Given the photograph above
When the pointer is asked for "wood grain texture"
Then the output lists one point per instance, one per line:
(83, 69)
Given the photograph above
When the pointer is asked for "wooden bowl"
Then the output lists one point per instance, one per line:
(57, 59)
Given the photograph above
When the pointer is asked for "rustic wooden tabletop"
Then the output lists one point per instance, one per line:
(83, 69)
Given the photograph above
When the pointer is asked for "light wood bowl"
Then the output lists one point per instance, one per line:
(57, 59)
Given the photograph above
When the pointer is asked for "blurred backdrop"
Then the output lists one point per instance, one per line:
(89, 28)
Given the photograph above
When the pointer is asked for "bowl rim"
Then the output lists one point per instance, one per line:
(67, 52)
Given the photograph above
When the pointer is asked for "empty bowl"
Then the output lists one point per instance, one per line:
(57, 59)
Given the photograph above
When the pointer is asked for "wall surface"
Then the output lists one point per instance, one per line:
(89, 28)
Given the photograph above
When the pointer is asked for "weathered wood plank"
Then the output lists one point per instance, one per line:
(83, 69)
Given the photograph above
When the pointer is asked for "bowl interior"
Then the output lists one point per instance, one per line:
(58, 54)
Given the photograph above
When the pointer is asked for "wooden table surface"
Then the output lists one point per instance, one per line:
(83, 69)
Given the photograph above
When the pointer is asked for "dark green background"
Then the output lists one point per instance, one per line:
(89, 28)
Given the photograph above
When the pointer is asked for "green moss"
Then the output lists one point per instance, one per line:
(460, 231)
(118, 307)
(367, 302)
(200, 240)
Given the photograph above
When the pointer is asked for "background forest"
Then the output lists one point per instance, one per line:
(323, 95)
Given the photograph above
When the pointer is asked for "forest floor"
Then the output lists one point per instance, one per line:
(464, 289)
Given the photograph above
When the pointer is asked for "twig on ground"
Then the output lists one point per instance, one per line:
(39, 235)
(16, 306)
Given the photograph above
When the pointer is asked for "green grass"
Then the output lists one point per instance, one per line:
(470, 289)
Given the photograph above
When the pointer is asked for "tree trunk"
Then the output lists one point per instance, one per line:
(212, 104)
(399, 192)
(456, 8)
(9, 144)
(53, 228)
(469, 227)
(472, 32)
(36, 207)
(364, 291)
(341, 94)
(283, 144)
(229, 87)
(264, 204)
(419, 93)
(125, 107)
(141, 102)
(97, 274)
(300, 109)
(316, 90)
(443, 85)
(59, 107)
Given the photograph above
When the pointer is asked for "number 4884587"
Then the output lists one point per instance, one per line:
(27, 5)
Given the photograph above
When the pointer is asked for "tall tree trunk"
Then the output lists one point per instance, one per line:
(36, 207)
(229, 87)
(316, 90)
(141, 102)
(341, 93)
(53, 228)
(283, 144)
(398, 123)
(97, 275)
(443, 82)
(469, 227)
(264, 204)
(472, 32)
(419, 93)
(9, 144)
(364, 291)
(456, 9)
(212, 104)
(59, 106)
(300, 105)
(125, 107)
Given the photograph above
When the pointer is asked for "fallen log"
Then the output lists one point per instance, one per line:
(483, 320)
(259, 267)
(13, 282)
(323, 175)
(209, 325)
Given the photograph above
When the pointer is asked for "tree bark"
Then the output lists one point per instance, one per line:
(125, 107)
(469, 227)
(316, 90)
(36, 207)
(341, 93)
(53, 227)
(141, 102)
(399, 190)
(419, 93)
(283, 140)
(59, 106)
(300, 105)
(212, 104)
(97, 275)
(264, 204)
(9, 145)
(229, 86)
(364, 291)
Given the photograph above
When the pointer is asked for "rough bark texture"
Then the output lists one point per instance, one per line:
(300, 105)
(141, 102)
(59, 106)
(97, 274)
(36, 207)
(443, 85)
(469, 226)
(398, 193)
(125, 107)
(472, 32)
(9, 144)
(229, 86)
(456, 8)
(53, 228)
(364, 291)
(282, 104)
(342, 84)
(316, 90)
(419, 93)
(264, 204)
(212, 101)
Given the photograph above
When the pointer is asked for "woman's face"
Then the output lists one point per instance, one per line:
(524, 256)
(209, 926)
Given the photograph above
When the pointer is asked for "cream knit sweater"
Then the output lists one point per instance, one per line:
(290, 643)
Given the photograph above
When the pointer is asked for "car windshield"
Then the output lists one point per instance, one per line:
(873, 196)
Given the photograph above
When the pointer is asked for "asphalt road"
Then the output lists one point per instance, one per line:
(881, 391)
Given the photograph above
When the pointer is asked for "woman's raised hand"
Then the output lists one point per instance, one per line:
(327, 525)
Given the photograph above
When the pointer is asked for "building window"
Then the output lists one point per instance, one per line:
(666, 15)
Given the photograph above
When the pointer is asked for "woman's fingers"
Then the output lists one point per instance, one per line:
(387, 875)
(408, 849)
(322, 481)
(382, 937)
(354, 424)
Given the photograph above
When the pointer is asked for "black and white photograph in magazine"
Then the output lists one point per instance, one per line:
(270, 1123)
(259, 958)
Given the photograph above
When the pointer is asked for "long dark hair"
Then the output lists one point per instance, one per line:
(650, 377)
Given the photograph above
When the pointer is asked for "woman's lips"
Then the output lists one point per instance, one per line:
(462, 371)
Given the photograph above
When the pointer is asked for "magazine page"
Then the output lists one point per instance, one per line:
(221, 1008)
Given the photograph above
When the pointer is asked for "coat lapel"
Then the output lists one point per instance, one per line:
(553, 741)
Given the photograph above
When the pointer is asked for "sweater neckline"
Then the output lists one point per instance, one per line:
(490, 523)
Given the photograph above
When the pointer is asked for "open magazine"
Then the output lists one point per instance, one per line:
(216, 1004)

> _WHAT TO WORK ON_
Repeat each record exactly, leaving nothing out.

> _EXERCISE ANSWER_
Given the photograph above
When the pointer is asked for "wood grain texture"
Then the output lists one point per instance, one per line:
(83, 69)
Given the photograph above
When the pointer is asked for "wooden bowl"
Then the output lists one point per instance, one per line:
(57, 59)
Given the photograph above
When the pointer is asked for "rustic wooden tabletop"
Then the output lists one point per instance, one per line:
(83, 69)
Given the photograph above
When the pointer is asked for "light wood bowl"
Then the output lists one point per instance, one per line:
(57, 59)
Given the photograph above
When the pointer is asked for "blurred backdrop"
Then the output lists one point per instance, one per line:
(89, 28)
Given the photograph above
When the pointer is asked for "bowl rim"
Then the output lists one point per instance, one per line:
(67, 52)
Given the photograph above
When the pointer is asked for "empty bowl"
Then the output lists one point per instance, one per line:
(57, 59)
Given the photograph above
When the pointer is asked for "wall surface"
Then the output lists one point per instance, one per line:
(89, 28)
Given the photograph above
When the pointer is asked for "weathered wood plank"
Then the output lists one point per instance, one per line:
(83, 69)
Given the photograph above
When the pointer is asked for "bowl interior"
Then the output lists one point per instance, one per line:
(58, 54)
Given the photograph above
When the pointer is asked for "wooden table surface"
Then the output lists one point per instance, one per line:
(83, 69)
Given the photograph above
When the pointer is asked for "dark green background"
Then the output lists one point per instance, one per line:
(89, 28)
Given the photograph above
When the pointer is asked for "green moss"
Then the output lists one point per instance, one per line:
(460, 231)
(118, 307)
(367, 302)
(200, 240)
Given the photograph above
When the pointer is asked for "background forest"
Then the output lists one point per instance, one per line:
(323, 95)
Given the photograph above
When the pointer is asked for "forest floor"
Then the output lists one point per instance, one per line:
(464, 289)
Given the photograph above
When the pointer is asked for "twig on ground"
Then the output lists one point per instance, one per line:
(39, 235)
(16, 306)
Given the photograph above
When the pointer is asked for "green grass"
Then the output lists one point per instance, one per line:
(470, 289)
Given the photograph above
When the pointer is asked for "tree trunk"
Then the output lists one point per instance, one per line:
(212, 104)
(399, 192)
(456, 8)
(9, 144)
(53, 228)
(469, 227)
(472, 32)
(36, 207)
(364, 291)
(341, 94)
(283, 144)
(229, 87)
(264, 204)
(419, 93)
(125, 107)
(141, 102)
(97, 274)
(300, 109)
(316, 90)
(443, 85)
(59, 107)
Given the photograph above
When the pointer is asked for "number 4884587"
Then the output lists one point per instance, one per line:
(27, 5)
Given the photograph above
When the pointer is asked for "tall tree trunk"
Then the output lists one point per instance, one per line:
(36, 207)
(229, 87)
(316, 90)
(141, 102)
(341, 93)
(53, 228)
(283, 144)
(398, 123)
(97, 275)
(443, 82)
(469, 227)
(264, 204)
(472, 32)
(419, 93)
(9, 144)
(364, 291)
(456, 9)
(212, 104)
(59, 106)
(300, 105)
(125, 107)
Given the photograph above
When the pointer is asked for "fallen log"
Then the output lists one point per instance, one per line:
(483, 320)
(259, 267)
(13, 282)
(323, 175)
(209, 325)
Given the photograph above
When the pointer is asked for "tree bark"
Then the output lists one point per instance, one per line:
(125, 107)
(469, 227)
(316, 90)
(36, 207)
(341, 93)
(53, 227)
(141, 102)
(399, 190)
(419, 93)
(283, 140)
(59, 106)
(300, 105)
(212, 104)
(97, 275)
(264, 204)
(9, 145)
(229, 86)
(364, 291)
Given the photograph above
When the pointer is asked for "rough bark texture"
Then the output lists one point per instance, one per line:
(300, 105)
(141, 102)
(59, 106)
(97, 274)
(36, 207)
(443, 85)
(469, 226)
(398, 193)
(125, 107)
(472, 32)
(9, 144)
(229, 86)
(456, 8)
(53, 228)
(364, 291)
(282, 104)
(342, 84)
(316, 90)
(419, 93)
(264, 204)
(212, 101)
Given the photograph above
When the pointer is asked for "woman's face"
Then the output lists one point per instance, one per line:
(524, 256)
(209, 926)
Given the photograph above
When the pointer is asked for "cream knit sweater"
Then the output lists one point per instance, one per line:
(290, 643)
Given the photograph above
When the pointer is asked for "car windshield"
Then the output lists one point per instance, one per line:
(873, 196)
Given the photograph above
When the pointer is asked for "asphalt road"
Then the output lists one point per instance, one per line:
(881, 391)
Given the photograph above
When the pointer is asked for "woman's raised hand"
Then the output lists one point per instance, one per line:
(327, 525)
Given the photograph above
When the pointer is asked for "building window"
Then the output lists one point per instance, one per line:
(666, 15)
Given the photograph above
When the pointer is asked for "woman's fingers"
Then the output lists one point per instance, one per line:
(387, 875)
(408, 849)
(322, 481)
(382, 937)
(354, 424)
Given the photograph above
When the pointer is asked for "black and white photograph in magazine"
Then the output lists one point per instance, one per line:
(270, 1123)
(259, 958)
Given the photograph above
When the pointer is asked for "long dark hair"
Then the output lists one point per instance, one per line:
(650, 377)
Given the photograph above
When the pointer is asked for "woman's lips"
Then the output lists one point per instance, one per line:
(462, 371)
Given the photograph above
When the pointer is asked for "magazine page"
Then the output lists one point per instance, one per line:
(221, 1008)
Given the photograph above
When the pointer is asked for "coat lapel"
Then the output lists one point per instance, one per line:
(553, 741)
Given the photograph above
When the pointer is asked for "sweater neckline"
Then the output lists one point per instance, one per line:
(490, 523)
Given the photograph above
When the pointer is asked for "open magazine"
Then the output lists one point per instance, one per line:
(216, 1004)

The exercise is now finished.